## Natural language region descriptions
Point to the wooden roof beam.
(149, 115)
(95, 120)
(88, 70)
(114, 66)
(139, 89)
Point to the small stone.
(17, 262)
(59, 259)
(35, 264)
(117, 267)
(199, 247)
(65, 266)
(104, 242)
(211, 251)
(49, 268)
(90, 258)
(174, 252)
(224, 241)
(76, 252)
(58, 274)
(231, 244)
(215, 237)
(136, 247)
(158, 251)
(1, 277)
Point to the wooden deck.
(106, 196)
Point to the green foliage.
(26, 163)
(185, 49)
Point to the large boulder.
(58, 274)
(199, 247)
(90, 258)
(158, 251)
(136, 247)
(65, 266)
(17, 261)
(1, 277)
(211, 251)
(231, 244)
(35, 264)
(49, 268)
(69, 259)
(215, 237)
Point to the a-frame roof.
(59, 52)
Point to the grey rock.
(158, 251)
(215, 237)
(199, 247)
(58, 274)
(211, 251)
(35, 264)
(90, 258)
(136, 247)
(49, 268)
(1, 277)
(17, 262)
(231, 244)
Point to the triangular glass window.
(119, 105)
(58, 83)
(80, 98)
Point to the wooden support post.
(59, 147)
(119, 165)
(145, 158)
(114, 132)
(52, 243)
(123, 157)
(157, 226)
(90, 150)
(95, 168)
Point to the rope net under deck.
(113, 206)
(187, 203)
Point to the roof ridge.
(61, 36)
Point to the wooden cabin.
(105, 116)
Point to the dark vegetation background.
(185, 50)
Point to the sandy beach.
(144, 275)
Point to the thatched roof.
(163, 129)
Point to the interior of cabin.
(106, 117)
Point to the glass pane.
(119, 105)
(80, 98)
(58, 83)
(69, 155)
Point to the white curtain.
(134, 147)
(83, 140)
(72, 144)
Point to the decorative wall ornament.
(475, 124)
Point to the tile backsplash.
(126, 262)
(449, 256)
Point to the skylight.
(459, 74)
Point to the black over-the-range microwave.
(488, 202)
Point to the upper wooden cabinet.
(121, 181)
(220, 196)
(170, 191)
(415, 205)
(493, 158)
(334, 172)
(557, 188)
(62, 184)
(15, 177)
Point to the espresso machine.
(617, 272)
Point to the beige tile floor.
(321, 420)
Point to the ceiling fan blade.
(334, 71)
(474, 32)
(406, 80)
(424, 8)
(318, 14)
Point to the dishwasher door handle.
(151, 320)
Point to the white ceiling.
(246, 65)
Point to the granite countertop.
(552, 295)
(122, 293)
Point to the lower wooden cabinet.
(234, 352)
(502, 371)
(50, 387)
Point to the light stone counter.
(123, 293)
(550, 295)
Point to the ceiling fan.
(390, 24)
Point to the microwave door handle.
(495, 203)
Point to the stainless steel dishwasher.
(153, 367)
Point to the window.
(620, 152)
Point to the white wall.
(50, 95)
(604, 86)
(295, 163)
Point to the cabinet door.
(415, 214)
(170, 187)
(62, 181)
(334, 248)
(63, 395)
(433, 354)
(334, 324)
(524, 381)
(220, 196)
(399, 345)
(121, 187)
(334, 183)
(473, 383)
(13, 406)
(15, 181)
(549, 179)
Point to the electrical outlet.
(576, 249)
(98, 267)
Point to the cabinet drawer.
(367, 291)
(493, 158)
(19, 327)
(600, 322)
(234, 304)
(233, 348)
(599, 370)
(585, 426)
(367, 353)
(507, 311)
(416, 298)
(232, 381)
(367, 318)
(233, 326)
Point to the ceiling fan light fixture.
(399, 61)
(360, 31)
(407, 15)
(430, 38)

## Exercise brief
Your task is to write out every record exactly.

## Task solution
Point to the wooden roof beam.
(149, 115)
(95, 120)
(88, 70)
(114, 66)
(139, 89)
Point to the small stone.
(17, 262)
(59, 259)
(35, 264)
(117, 267)
(199, 247)
(65, 266)
(104, 242)
(211, 251)
(49, 268)
(90, 258)
(174, 252)
(224, 241)
(76, 252)
(58, 274)
(231, 244)
(215, 237)
(136, 247)
(158, 251)
(1, 277)
Point to the wooden deck.
(106, 196)
Point to the green foliage.
(26, 163)
(185, 49)
Point to the large boulder.
(58, 274)
(199, 247)
(90, 258)
(158, 251)
(136, 247)
(65, 266)
(17, 261)
(1, 277)
(211, 251)
(231, 244)
(35, 264)
(49, 268)
(69, 259)
(215, 237)
Point to the a-frame roof.
(59, 52)
Point to the grey rock.
(158, 251)
(215, 237)
(199, 247)
(58, 274)
(211, 251)
(35, 264)
(90, 258)
(136, 247)
(49, 268)
(1, 277)
(17, 262)
(231, 244)
Point to the triangular glass window.
(119, 105)
(58, 83)
(80, 98)
Point to the wooden support post.
(59, 147)
(119, 165)
(145, 158)
(114, 132)
(52, 243)
(123, 157)
(157, 226)
(90, 150)
(95, 168)
Point to the rope net under deck.
(113, 206)
(187, 203)
Point to the roof ridge.
(61, 36)
Point to the wooden cabin.
(105, 116)
Point to the dark vegetation background.
(185, 50)
Point to the sandy beach.
(144, 275)
Point to the thatched roof.
(163, 129)
Point to the interior of cabin.
(106, 117)
Point to the glass pane.
(119, 105)
(80, 98)
(58, 83)
(69, 155)
Point to the white curtain.
(134, 147)
(83, 140)
(72, 144)
Point to the decorative wall ornament.
(475, 124)
Point to the tile backsplash.
(126, 262)
(449, 256)
Point to the skylight.
(459, 74)
Point to the black over-the-range microwave.
(488, 202)
Point to the upper wooden cabinet.
(121, 181)
(220, 196)
(170, 191)
(415, 205)
(493, 158)
(334, 172)
(557, 188)
(62, 184)
(15, 177)
Point to the espresso machine.
(617, 272)
Point to the beige tile floor.
(321, 420)
Point to the ceiling fan blade.
(334, 71)
(474, 32)
(406, 80)
(424, 8)
(318, 14)
Point to the dishwasher door handle.
(151, 320)
Point to the white ceiling.
(246, 65)
Point to the granite countertop.
(552, 295)
(122, 293)
Point to the lower wooden cabinet.
(234, 352)
(502, 371)
(50, 387)
Point to the light stone counter.
(123, 293)
(550, 295)
Point to the ceiling fan.
(390, 24)
Point to the microwave door handle.
(495, 203)
Point to the stainless steel dishwasher.
(153, 367)
Point to the window.
(620, 152)
Point to the white wall.
(50, 95)
(604, 86)
(295, 163)
Point to the cabinet door.
(415, 214)
(170, 187)
(62, 181)
(334, 248)
(63, 395)
(433, 354)
(334, 324)
(524, 381)
(220, 196)
(399, 345)
(121, 187)
(334, 183)
(473, 383)
(13, 406)
(15, 181)
(549, 179)
Point to the electrical outlet.
(576, 249)
(98, 267)
Point to the cabinet drawer.
(367, 291)
(493, 158)
(19, 327)
(600, 322)
(234, 304)
(233, 348)
(599, 370)
(585, 426)
(367, 353)
(507, 311)
(416, 298)
(232, 381)
(367, 318)
(233, 326)
Point to the ceiling fan light fixture.
(399, 61)
(360, 31)
(407, 15)
(430, 38)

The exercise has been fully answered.